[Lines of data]
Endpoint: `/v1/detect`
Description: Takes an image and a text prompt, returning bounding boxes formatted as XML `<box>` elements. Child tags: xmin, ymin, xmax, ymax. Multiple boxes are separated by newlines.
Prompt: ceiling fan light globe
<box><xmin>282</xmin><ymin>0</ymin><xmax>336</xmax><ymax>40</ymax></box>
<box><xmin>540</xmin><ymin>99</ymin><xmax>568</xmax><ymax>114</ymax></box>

#### Objective
Turn the lines above into a Markdown table with two columns, Row and Line. Number each line and leave out any blank ones.

#### Output for this task
| Row | Line |
|---|---|
| 1 | Endpoint: `/v1/detect` |
| 2 | Description: Takes an image and a text prompt, returning bounding boxes formatted as XML `<box>` elements. Child tags: xmin, ymin, xmax, ymax. Multiple boxes are separated by newlines. |
| 3 | Prompt: ceiling fan light globe |
| 4 | <box><xmin>282</xmin><ymin>0</ymin><xmax>336</xmax><ymax>40</ymax></box> |
| 5 | <box><xmin>540</xmin><ymin>99</ymin><xmax>568</xmax><ymax>114</ymax></box> |